Passage provided ->
This file is essential for the whole chunk_job procedure. The chunk_job itself will check this file to determine which job to execute next. Therefore this log file must only be removed if one wants to restart a simulation from the beginning.
However, to rerun part of a simulation one can alter the log file by hand. Just make sure there is never a blank line at the end of the log file since the chunk_job only checks the very last line of the log file!
To start a simulation using Chunk_lance one only has to set the model environment (for example with '333') and execute "Chunk_lance" in the config file directory.
The time up to which one chunk_job will be running can be set in the file 'configexp.dot.cfg' with the parameter 'BACKEND_time_mod'.
On guillimin one job is allowed to run up to 30 days (2592000 sec).
On colosse one job is allowed to run up to 2 days (172800 sec).
Restart using Chunk_lance
In case a simulation stoppes one first has to find out which job (auto_launch, entry or model) was the last one that finished propperly.
The best way is to look at the listing but the log file "chunk_job.log" can also be used for indications.
Entry or model job crashed
If the entry or the model job crashed it is enough to restart the simulation by executing "Chunk_lance" again in the config file directory.
In this case the last line in the log file shold be:
... entry ..._E starting at ...
or
... model ..._M starting at ...

What the exercise asks -> Please transcribe the Chunk_lance text, everything from "On guillimin one" down to "entry ..._E starting at ...". You can leave the material after this text unused.

Information supplied ->
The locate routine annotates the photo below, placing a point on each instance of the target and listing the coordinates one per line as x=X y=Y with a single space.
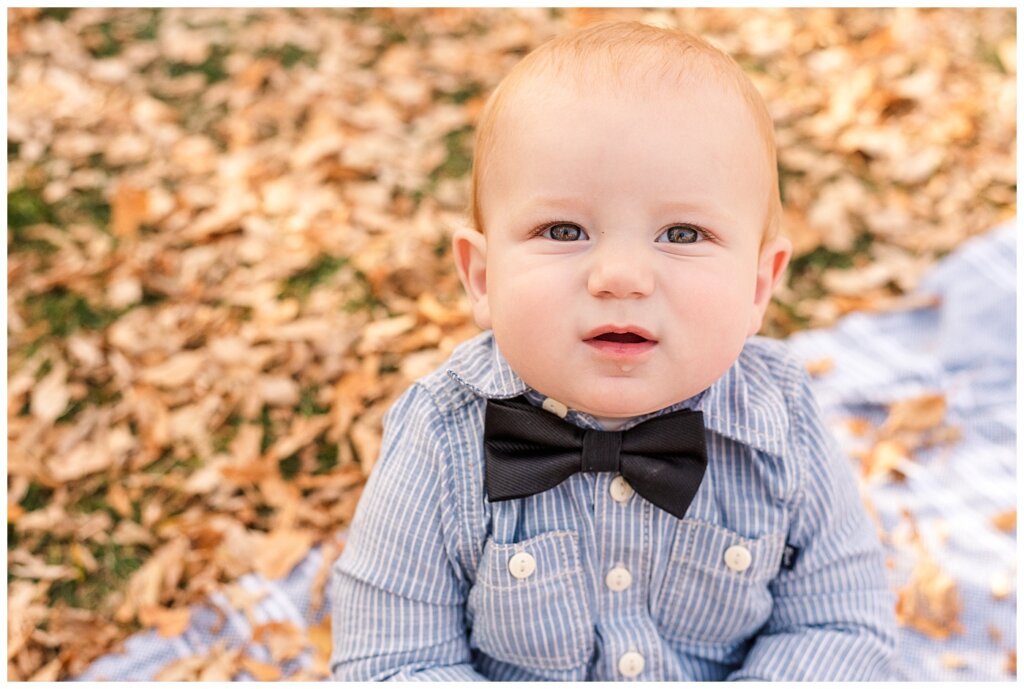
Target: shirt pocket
x=716 y=585
x=538 y=619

Correct answer ->
On guillimin one job is allowed to run up to 30 days (2592000 sec).
On colosse one job is allowed to run up to 2 days (172800 sec).
Restart using Chunk_lance
In case a simulation stoppes one first has to find out which job (auto_launch, entry or model) was the last one that finished propperly.
The best way is to look at the listing but the log file "chunk_job.log" can also be used for indications.
Entry or model job crashed
If the entry or the model job crashed it is enough to restart the simulation by executing "Chunk_lance" again in the config file directory.
In this case the last line in the log file shold be:
... entry ..._E starting at ...